# THE PROBLEM
Return every record below exactly as written.

(Beginning of SOURCE DATA)

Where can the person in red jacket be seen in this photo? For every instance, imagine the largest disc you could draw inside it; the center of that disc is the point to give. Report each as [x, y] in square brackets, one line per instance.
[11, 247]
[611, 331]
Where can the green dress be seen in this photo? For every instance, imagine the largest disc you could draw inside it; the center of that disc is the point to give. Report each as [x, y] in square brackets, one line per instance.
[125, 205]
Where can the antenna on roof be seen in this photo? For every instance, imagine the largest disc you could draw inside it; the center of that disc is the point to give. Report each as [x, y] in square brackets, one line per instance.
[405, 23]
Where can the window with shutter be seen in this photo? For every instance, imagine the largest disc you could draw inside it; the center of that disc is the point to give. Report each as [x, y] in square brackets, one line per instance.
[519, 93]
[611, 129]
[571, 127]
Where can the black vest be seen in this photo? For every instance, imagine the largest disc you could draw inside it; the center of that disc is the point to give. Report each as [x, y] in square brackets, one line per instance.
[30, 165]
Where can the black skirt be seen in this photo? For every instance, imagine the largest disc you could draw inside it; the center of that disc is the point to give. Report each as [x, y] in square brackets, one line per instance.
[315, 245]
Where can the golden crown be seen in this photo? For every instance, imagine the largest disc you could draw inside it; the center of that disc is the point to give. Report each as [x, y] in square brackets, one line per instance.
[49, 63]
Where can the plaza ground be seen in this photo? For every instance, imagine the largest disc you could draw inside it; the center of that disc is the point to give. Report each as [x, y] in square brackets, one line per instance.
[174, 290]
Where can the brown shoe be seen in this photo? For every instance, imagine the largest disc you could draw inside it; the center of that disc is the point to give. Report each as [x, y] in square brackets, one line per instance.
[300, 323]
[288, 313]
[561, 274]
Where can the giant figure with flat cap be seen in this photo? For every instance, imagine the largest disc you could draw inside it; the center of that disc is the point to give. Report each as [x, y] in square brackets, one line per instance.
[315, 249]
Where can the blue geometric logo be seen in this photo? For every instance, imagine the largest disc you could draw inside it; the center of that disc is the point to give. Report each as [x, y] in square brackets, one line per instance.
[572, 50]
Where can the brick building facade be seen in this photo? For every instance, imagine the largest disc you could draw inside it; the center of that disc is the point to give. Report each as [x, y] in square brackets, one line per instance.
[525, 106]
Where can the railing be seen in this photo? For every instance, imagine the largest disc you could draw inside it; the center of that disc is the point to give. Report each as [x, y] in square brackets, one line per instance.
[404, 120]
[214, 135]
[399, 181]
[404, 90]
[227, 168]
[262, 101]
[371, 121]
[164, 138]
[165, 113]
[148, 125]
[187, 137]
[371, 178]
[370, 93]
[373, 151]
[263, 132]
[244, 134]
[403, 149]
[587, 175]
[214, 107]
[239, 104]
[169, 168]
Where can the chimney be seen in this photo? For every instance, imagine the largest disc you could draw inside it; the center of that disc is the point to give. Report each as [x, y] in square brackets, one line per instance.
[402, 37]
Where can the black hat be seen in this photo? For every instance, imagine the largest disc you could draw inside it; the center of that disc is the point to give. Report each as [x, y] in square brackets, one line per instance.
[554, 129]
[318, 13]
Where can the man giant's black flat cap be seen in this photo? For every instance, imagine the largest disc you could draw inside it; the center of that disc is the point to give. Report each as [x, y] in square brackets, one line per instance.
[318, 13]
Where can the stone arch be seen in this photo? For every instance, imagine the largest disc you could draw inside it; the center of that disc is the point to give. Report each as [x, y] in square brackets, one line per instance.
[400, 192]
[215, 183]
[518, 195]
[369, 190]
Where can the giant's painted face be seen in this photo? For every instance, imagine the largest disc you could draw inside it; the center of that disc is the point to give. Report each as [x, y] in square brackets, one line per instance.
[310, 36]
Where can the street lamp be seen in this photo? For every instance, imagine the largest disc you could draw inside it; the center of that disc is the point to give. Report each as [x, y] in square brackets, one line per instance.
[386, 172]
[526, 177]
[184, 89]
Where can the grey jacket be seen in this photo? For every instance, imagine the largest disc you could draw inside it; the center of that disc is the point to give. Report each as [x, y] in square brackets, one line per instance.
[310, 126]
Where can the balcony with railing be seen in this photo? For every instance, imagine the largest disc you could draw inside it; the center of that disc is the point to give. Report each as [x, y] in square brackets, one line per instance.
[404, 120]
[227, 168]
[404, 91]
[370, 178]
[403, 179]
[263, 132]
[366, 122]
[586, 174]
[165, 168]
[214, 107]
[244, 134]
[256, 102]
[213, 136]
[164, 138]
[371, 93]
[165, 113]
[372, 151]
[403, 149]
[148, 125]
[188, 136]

(End of SOURCE DATA)

# WRITTEN SOLUTION
Where can the person in red jacket be seen in this photo? For every instance, imagine the largest disc you could draw inside it; the center of that disc is the point to give. Report each as [x, y] in square brackets, one line per instance.
[11, 247]
[611, 331]
Where can the green dress be seen in this photo? For every instance, imagine the largest disc you could draw inside it; the center of that disc is the point to give. Report each as [x, y] in square brackets, one line per instance.
[125, 205]
Where can the antenna on roof be seen in this photo? For every instance, imagine the largest disc you could draw inside it; the center of that disc is the point to give. Report each as [x, y] in square brackets, one line per instance.
[405, 23]
Where can the window with shutter be seen in this photo? For every instance, imagine the largest disc you could draw inside it; the center of that disc is the point to give. Report each as [x, y] in square brackets, one line per instance.
[519, 93]
[611, 129]
[571, 127]
Where can the black vest be seen in this photo? For every instance, imagine the largest disc you could draw inside it; the center of that disc is the point to give. Report each as [x, y] in square brackets, one line per instance.
[30, 165]
Where can the black skirt be seen in this photo? For every instance, imagine the largest disc you could draw inside it; the center of that disc is the point to give. Report each as [x, y] in square brackets, one line per instance.
[315, 245]
Where can the golden crown be seen in this photo? For every instance, imagine the largest disc you could draw inside it; the center of that disc is the point to give. Report each as [x, y] in square brackets, one line per instance.
[49, 63]
Where can the plaza ground be seen in this photo? For every instance, imagine the largest disc you could draw inside it; the center of that disc is the point to give. Report each as [x, y] in square brackets, one line per instance.
[174, 290]
Where can the brown shoe be seen in this photo? For every instance, imagine the largest disc you could draw inside it; the center of that disc is the point to give. Report each as [x, y] in square brackets, one line per instance.
[300, 323]
[288, 313]
[561, 274]
Where can the giant figure with flat cap be seen in this photo? For every instance, imagine the largest disc you could draw inside it; the center of that disc is the point to give. Report each as [x, y] in square brackets, one line per instance.
[315, 249]
Where can the blue geometric logo be seen in this photo? For every instance, imagine the largest disc you could draw inside it; the center of that disc is the point to give. Report each as [x, y] in square brackets, one line per instance.
[572, 50]
Where can the brick building facade be seen in this photo? For every instance, imagine the largest disc you could draw inside it; the center of that disc is the point to give. Report each as [x, y] in square brackets, one line per instance.
[525, 106]
Where can the railing be seen in this photo? For every instance, imagine the largest disc you could draw inside it; the center of that disc is the point to give. Report each as [x, y] in square brackets, one line per instance.
[404, 120]
[214, 135]
[399, 181]
[404, 90]
[227, 168]
[262, 101]
[371, 121]
[164, 138]
[165, 113]
[148, 125]
[187, 137]
[371, 178]
[370, 93]
[373, 151]
[263, 132]
[244, 134]
[403, 149]
[587, 175]
[214, 107]
[239, 104]
[169, 168]
Where can the chimney be seen in this photo? For every instance, imagine the largest disc you could draw inside it; the center of that disc is the point to give. Report each as [x, y] in square brackets, one line per instance.
[402, 37]
Where can the black hat be seen in this photo? For every instance, imagine the largest disc you could draw inside it; the center of that disc is the point to give. Report each as [x, y] in square brackets, one line per instance.
[554, 129]
[318, 13]
Where can the man giant's black flat cap be seen in this photo? For every instance, imagine the largest disc you could draw inside it; the center of that disc is the point to give. Report each as [x, y] in square brackets, one line per instance.
[318, 13]
Where can the stone arch be seen in this photo? For every instance, imagine the largest disc you could draw inside it; the center of that disc is the point to give. Report each as [x, y] in square brackets, one line per instance.
[400, 192]
[215, 183]
[518, 195]
[369, 190]
Where can the giant's painted face be seen in this photo? For every instance, imagine the largest disc you could draw inside it; the center of that disc is the point to give. Report each as [x, y] in square brackets, one line per instance.
[310, 36]
Where can the street lamp be seen in this photo? For every instance, imagine the largest disc you could draw inside it; the center of that disc is the point to give. Report each as [x, y] in square brackets, one line per instance.
[386, 172]
[526, 177]
[184, 89]
Where can the grey jacket be seen in this photo? For every instance, imagine the largest disc you could draw inside it; the center of that disc is the point to give. Report each as [x, y] in square brackets, one line per instance.
[310, 126]
Where can the balcony with railing be seen in this photo? For every instance, imagine the largest disc you could draw inside it; the center of that disc is the point to give. Report each as [x, y] in square brackets, one line per instance.
[404, 120]
[227, 168]
[404, 91]
[370, 178]
[403, 179]
[263, 132]
[366, 122]
[586, 174]
[165, 168]
[214, 107]
[244, 134]
[256, 102]
[213, 136]
[164, 138]
[371, 93]
[165, 113]
[372, 151]
[403, 149]
[148, 125]
[188, 136]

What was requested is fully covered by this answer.